══ PAGE EXTRACT

Understanding Grampa's 1938 death certificate re cause

My grandpa died in 1938, well before I was born. I came across his death certificate, but I don’t understand it. Can you help put it in plain English?

Here’s what is says, to the best I can read it:

What likely happened here?

Not due to external cause (violence).

He was born in 1890 and was 48 at the time of death.

WAG–he died during cancer surgery.

Intestinal obstructions, combined with pulmonary embolism…if this were all a big joke on a cartoon show, he’d have died of constipation, straining on the john.

But in all seriousness it sounds intestinal in some way, at least.

Colostasis could be cholestasis, which means that bile cannot empty into the small intestine. This is a Very Bad Thing. Carcinoma is a type of cancer. He apparently had some form of intestinal obstruction, perhaps a malignant tumor. On Oct. 20th, he had surgery to remove it.

════
══ RECORD EXCERPTS

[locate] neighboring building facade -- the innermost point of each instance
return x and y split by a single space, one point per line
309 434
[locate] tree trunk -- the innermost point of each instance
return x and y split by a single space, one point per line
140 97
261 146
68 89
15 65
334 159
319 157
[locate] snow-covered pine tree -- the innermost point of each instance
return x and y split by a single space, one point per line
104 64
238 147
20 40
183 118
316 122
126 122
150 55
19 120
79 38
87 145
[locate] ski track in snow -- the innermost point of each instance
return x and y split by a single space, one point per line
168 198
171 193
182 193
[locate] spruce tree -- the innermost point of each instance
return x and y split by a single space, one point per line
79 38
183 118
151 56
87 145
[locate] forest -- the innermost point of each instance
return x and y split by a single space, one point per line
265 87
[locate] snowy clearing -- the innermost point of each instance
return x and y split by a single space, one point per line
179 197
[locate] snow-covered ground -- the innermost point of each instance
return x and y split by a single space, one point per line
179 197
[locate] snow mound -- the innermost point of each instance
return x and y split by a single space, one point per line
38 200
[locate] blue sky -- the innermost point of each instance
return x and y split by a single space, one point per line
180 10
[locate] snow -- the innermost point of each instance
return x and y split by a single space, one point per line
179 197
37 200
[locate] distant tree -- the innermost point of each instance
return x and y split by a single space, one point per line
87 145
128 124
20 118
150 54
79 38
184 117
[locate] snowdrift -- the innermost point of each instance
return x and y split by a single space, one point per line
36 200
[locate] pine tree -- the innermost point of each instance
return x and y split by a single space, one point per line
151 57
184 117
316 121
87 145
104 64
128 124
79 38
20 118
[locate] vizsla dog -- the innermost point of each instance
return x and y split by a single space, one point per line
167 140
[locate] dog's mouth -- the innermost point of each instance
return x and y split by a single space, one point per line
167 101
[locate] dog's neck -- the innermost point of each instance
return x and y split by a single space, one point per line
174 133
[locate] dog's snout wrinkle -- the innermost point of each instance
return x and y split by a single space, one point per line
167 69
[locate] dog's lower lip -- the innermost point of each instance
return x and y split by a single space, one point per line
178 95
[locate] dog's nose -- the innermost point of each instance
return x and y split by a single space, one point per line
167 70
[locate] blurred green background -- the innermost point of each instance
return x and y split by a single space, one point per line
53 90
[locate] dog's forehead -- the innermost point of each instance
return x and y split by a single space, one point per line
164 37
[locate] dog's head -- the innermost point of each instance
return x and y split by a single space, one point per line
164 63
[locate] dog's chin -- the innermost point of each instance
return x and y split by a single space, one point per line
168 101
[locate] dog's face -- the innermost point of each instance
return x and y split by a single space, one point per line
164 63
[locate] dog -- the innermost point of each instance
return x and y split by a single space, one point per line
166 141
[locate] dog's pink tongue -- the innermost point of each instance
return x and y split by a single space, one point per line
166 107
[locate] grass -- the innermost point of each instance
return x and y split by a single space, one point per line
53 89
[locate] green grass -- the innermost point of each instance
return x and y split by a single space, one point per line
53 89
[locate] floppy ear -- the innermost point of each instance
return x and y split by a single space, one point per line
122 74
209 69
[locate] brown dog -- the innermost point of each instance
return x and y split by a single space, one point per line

════

PARTS OF THE EXERCISE:
- 1) List the medical conditions named in the reply of the death certificate thread that begins "Intestinal obstructions, combined with".
- 2) Repeat everything in the death certificate thread from "Intestinal obstructions, combined" down to "to remove it.".

ANSWERS FOR THIS EXERCISE:
- 1) Intestinal obstructions, pulmonary embolism, constipation

- 2)
Intestinal obstructions, combined with pulmonary embolism…if this were all a big joke on a cartoon show, he’d have died of constipation, straining on the john.

But in all seriousness it sounds intestinal in some way, at least.

Colostasis could be cholestasis, which means that bile cannot empty into the small intestine. This is a Very Bad Thing. Carcinoma is a type of cancer. He apparently had some form of intestinal obstruction, perhaps a malignant tumor. On Oct. 20th, he had surgery to remove it.